**Input data:**
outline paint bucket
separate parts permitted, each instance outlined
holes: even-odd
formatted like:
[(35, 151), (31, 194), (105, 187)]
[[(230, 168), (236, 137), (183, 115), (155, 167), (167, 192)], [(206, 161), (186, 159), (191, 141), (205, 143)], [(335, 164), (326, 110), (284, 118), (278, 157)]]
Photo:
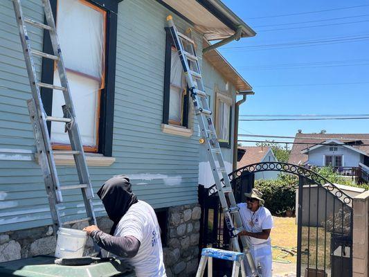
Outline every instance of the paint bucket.
[(87, 233), (84, 231), (59, 228), (56, 242), (56, 258), (80, 258), (83, 256)]

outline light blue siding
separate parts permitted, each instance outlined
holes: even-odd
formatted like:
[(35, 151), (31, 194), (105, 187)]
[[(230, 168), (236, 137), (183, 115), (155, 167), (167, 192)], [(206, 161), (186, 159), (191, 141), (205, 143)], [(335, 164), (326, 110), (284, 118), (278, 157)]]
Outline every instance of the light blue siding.
[[(37, 1), (24, 1), (25, 15), (43, 21)], [(40, 2), (41, 3), (41, 2)], [(125, 0), (119, 4), (113, 156), (109, 168), (89, 167), (96, 191), (117, 174), (131, 177), (139, 199), (154, 208), (197, 202), (198, 128), (191, 114), (194, 134), (183, 137), (161, 131), (165, 17), (170, 12), (153, 0)], [(180, 30), (190, 26), (174, 15)], [(41, 51), (42, 32), (31, 28)], [(202, 37), (195, 33), (201, 58)], [(39, 75), (41, 61), (36, 60)], [(31, 97), (17, 27), (10, 1), (0, 2), (0, 150), (35, 151), (26, 100)], [(8, 150), (7, 150), (8, 151)], [(0, 156), (0, 157), (3, 157)], [(39, 166), (29, 153), (0, 159), (0, 232), (51, 222)], [(62, 184), (77, 182), (75, 170), (59, 166)], [(78, 191), (64, 193), (62, 214), (75, 218), (84, 212)], [(94, 200), (98, 215), (105, 215)]]
[[(221, 91), (227, 97), (232, 99), (232, 114), (231, 119), (231, 148), (222, 148), (222, 153), (226, 163), (226, 168), (227, 172), (230, 173), (232, 171), (232, 164), (233, 161), (233, 134), (234, 134), (234, 118), (235, 118), (235, 102), (236, 91), (235, 87), (229, 82), (228, 82), (228, 89), (226, 87), (227, 80), (221, 75), (221, 73), (208, 62), (206, 57), (202, 60), (203, 69), (202, 74), (204, 80), (205, 91), (206, 94), (210, 96), (210, 106), (213, 111), (213, 114), (215, 111), (216, 106), (216, 93)], [(214, 123), (215, 124), (215, 118), (213, 117)], [(208, 161), (207, 153), (205, 149), (201, 149), (200, 152), (200, 175), (199, 177), (199, 182), (205, 186), (209, 186), (215, 184), (213, 173), (210, 168), (209, 162)]]

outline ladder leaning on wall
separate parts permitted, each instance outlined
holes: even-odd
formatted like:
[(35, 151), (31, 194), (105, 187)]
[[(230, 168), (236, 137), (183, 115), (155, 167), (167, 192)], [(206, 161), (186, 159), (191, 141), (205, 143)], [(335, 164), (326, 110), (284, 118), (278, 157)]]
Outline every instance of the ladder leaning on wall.
[[(39, 163), (42, 170), (45, 187), (50, 204), (51, 217), (53, 223), (53, 229), (54, 232), (56, 233), (58, 228), (62, 227), (63, 225), (71, 224), (82, 221), (88, 221), (90, 225), (96, 225), (96, 219), (92, 206), (93, 190), (86, 163), (78, 125), (75, 119), (75, 113), (72, 102), (71, 91), (68, 84), (66, 70), (62, 57), (62, 51), (56, 33), (54, 17), (49, 0), (40, 1), (42, 1), (44, 6), (45, 17), (47, 21), (46, 24), (24, 17), (20, 0), (12, 0), (12, 3), (19, 30), (22, 51), (24, 55), (33, 96), (32, 99), (27, 101), (27, 105), (28, 106), (31, 123), (36, 139)], [(31, 48), (26, 24), (48, 31), (53, 45), (53, 54), (37, 51)], [(60, 78), (60, 87), (39, 82), (35, 69), (33, 56), (51, 59), (56, 62)], [(65, 102), (65, 105), (62, 106), (64, 117), (54, 117), (48, 116), (46, 114), (40, 94), (40, 89), (42, 87), (52, 89), (51, 91), (57, 91), (63, 93)], [(75, 185), (60, 185), (53, 158), (50, 134), (46, 126), (47, 121), (65, 123), (65, 132), (68, 132), (71, 150), (59, 151), (59, 152), (64, 154), (73, 155), (80, 184)], [(60, 211), (60, 204), (63, 202), (62, 190), (75, 189), (80, 189), (82, 191), (87, 217), (63, 222)]]
[[(190, 93), (190, 96), (195, 107), (195, 112), (197, 117), (201, 136), (200, 143), (206, 148), (211, 171), (215, 181), (232, 245), (235, 251), (240, 252), (237, 234), (242, 231), (244, 228), (211, 118), (212, 111), (209, 109), (206, 99), (199, 60), (196, 55), (195, 42), (191, 38), (178, 32), (172, 16), (168, 16), (167, 21), (183, 69), (186, 81)], [(222, 178), (223, 181), (222, 181)], [(238, 226), (237, 229), (233, 224), (232, 215), (234, 216)], [(241, 240), (246, 258), (252, 271), (252, 276), (258, 276), (258, 271), (246, 238), (242, 236)], [(243, 271), (242, 273), (244, 274), (243, 265), (243, 262), (241, 262), (241, 270)]]

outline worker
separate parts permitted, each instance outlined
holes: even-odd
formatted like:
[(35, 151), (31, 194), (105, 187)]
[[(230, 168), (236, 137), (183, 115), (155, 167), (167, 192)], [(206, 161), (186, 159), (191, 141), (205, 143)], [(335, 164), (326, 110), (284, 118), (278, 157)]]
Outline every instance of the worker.
[(134, 266), (137, 277), (166, 277), (156, 215), (150, 205), (137, 199), (131, 187), (127, 177), (118, 175), (98, 191), (114, 223), (110, 234), (96, 225), (83, 230), (99, 247)]
[[(260, 266), (262, 277), (271, 277), (271, 244), (270, 233), (273, 228), (273, 217), (264, 207), (262, 193), (253, 188), (251, 193), (245, 193), (246, 203), (237, 204), (244, 231), (239, 235), (245, 235), (250, 252), (256, 267)], [(252, 272), (245, 262), (247, 276)]]

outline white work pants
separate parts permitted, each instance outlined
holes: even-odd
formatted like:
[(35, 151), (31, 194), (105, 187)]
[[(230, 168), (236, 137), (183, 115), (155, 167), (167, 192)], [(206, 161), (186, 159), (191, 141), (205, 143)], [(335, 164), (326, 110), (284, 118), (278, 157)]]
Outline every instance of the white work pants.
[[(262, 277), (271, 277), (271, 246), (269, 243), (251, 246), (250, 251), (253, 256), (253, 262), (256, 267), (258, 265), (262, 268)], [(247, 262), (245, 262), (246, 274), (247, 276), (252, 276), (252, 272)]]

**Problem:** Can you reproduce all of the material above word for word, leaving the picture out?

**Solved exercise:**
outline paint bucket
separate parts permitted, each instance outlined
holes: even-odd
formatted like:
[(35, 151), (31, 194), (105, 187)]
[[(230, 168), (236, 137), (183, 115), (155, 167), (167, 192)], [(206, 161), (186, 159), (191, 141), (205, 143)], [(335, 164), (326, 110), (284, 118), (278, 157)]]
Photo:
Outline every instance of the paint bucket.
[(87, 233), (84, 231), (59, 228), (56, 242), (56, 258), (80, 258), (83, 256)]

outline light blue siding
separate parts permitted, each instance outlined
holes: even-odd
formatted like:
[(35, 151), (31, 194), (105, 187)]
[[(230, 168), (236, 137), (183, 115), (155, 167), (167, 192)], [(206, 161), (186, 159), (191, 141), (205, 143)], [(335, 164), (326, 110), (284, 118), (278, 157)]]
Outline every instance of the light blue siding.
[[(37, 1), (24, 1), (25, 15), (43, 21)], [(40, 2), (41, 3), (41, 2)], [(125, 0), (119, 4), (113, 156), (109, 168), (89, 167), (96, 191), (117, 174), (131, 177), (139, 199), (154, 208), (197, 202), (198, 128), (191, 114), (194, 134), (183, 137), (161, 131), (165, 17), (170, 12), (153, 0)], [(180, 30), (190, 26), (174, 15)], [(41, 51), (42, 32), (31, 28)], [(202, 37), (195, 33), (201, 58)], [(39, 75), (41, 61), (36, 60)], [(31, 97), (17, 27), (10, 1), (0, 2), (0, 150), (35, 151), (26, 100)], [(8, 150), (7, 150), (8, 151)], [(0, 156), (0, 157), (3, 157)], [(39, 166), (29, 153), (0, 159), (0, 232), (51, 222)], [(62, 184), (77, 182), (75, 170), (59, 166)], [(78, 191), (64, 193), (62, 214), (75, 218), (84, 212)], [(94, 200), (98, 215), (105, 215)]]
[[(221, 91), (227, 97), (232, 99), (232, 114), (231, 119), (231, 148), (222, 148), (222, 153), (226, 163), (226, 168), (227, 172), (230, 173), (232, 171), (232, 164), (233, 161), (233, 134), (234, 134), (234, 118), (235, 118), (235, 102), (236, 91), (235, 87), (229, 82), (228, 82), (228, 89), (226, 87), (227, 80), (221, 75), (221, 73), (208, 62), (206, 57), (202, 60), (203, 69), (202, 74), (204, 80), (205, 91), (206, 94), (210, 96), (210, 106), (213, 111), (213, 114), (215, 111), (216, 106), (216, 93)], [(214, 123), (215, 124), (215, 118), (213, 117)], [(208, 161), (207, 153), (205, 149), (201, 149), (200, 152), (200, 175), (199, 177), (199, 182), (205, 186), (209, 186), (215, 184), (213, 173), (210, 168), (209, 162)]]

outline ladder leaning on wall
separate parts permitted, each instance outlined
holes: even-odd
formatted like:
[(35, 151), (31, 194), (105, 187)]
[[(230, 168), (236, 137), (183, 115), (155, 167), (167, 192)], [(206, 161), (186, 159), (191, 141), (205, 143)], [(335, 164), (326, 110), (284, 118), (278, 157)]]
Outline every instance of the ladder leaning on wall.
[[(39, 163), (42, 170), (45, 187), (50, 204), (51, 217), (53, 223), (53, 229), (54, 232), (56, 233), (58, 228), (62, 227), (63, 225), (71, 224), (82, 221), (88, 221), (90, 225), (96, 225), (96, 219), (92, 206), (93, 190), (86, 163), (78, 125), (75, 119), (75, 113), (72, 102), (71, 91), (68, 84), (66, 70), (62, 57), (62, 51), (56, 33), (54, 17), (49, 0), (40, 1), (42, 1), (44, 6), (45, 17), (47, 21), (46, 24), (24, 17), (20, 0), (12, 0), (12, 3), (19, 30), (22, 51), (24, 55), (33, 96), (32, 99), (27, 101), (27, 105), (28, 106), (31, 123), (36, 139)], [(31, 48), (26, 24), (48, 31), (53, 45), (53, 54), (37, 51)], [(60, 78), (60, 87), (39, 82), (35, 69), (33, 56), (51, 59), (56, 62)], [(65, 102), (65, 105), (62, 106), (64, 117), (54, 117), (48, 116), (46, 114), (40, 94), (40, 89), (42, 87), (52, 89), (51, 91), (57, 91), (63, 93)], [(75, 185), (60, 185), (53, 158), (50, 134), (46, 126), (47, 121), (65, 123), (65, 132), (68, 132), (71, 150), (59, 151), (59, 152), (64, 154), (73, 155), (80, 184)], [(60, 211), (60, 204), (63, 202), (62, 190), (75, 189), (80, 189), (82, 191), (87, 217), (63, 222)]]
[[(190, 93), (190, 96), (195, 107), (195, 112), (197, 117), (201, 136), (200, 143), (206, 148), (211, 171), (215, 181), (232, 245), (235, 251), (240, 252), (237, 234), (242, 231), (244, 228), (211, 118), (212, 111), (209, 109), (206, 99), (199, 60), (196, 55), (195, 42), (191, 38), (178, 32), (172, 16), (168, 16), (167, 21), (183, 69), (186, 81)], [(222, 178), (223, 181), (222, 181)], [(238, 226), (237, 229), (233, 224), (232, 215), (234, 216)], [(241, 240), (246, 258), (252, 271), (252, 276), (258, 276), (258, 271), (246, 238), (242, 236)], [(243, 271), (242, 273), (244, 274), (243, 265), (243, 262), (241, 262), (241, 270)]]

outline worker
separate parts permitted, each instance outlined
holes: even-odd
formatted like:
[(35, 151), (31, 194), (105, 187)]
[[(230, 168), (236, 137), (183, 115), (155, 167), (167, 192)], [(206, 161), (186, 159), (191, 141), (205, 143)], [(335, 164), (326, 110), (284, 118), (278, 157)]]
Outline every instance of the worker.
[(134, 266), (137, 277), (166, 277), (156, 215), (150, 205), (137, 199), (131, 187), (127, 177), (118, 175), (98, 191), (114, 223), (110, 234), (96, 225), (83, 230), (99, 247)]
[[(260, 266), (262, 277), (271, 277), (271, 244), (270, 233), (273, 228), (273, 217), (264, 207), (262, 193), (253, 188), (251, 193), (245, 193), (246, 203), (237, 204), (244, 231), (239, 235), (245, 235), (250, 252), (256, 267)], [(252, 272), (245, 262), (247, 276)]]

outline white work pants
separate parts permitted, each instance outlined
holes: even-odd
formatted like:
[(35, 151), (31, 194), (105, 187)]
[[(230, 168), (236, 137), (183, 115), (155, 167), (167, 192)], [(206, 161), (186, 159), (191, 141), (205, 143)], [(335, 164), (326, 110), (284, 118), (278, 157)]]
Outline every instance of the white work pants.
[[(262, 277), (271, 277), (271, 246), (269, 243), (251, 246), (250, 251), (253, 256), (253, 262), (256, 267), (258, 265), (262, 268)], [(247, 262), (245, 262), (246, 274), (247, 276), (252, 276), (252, 272)]]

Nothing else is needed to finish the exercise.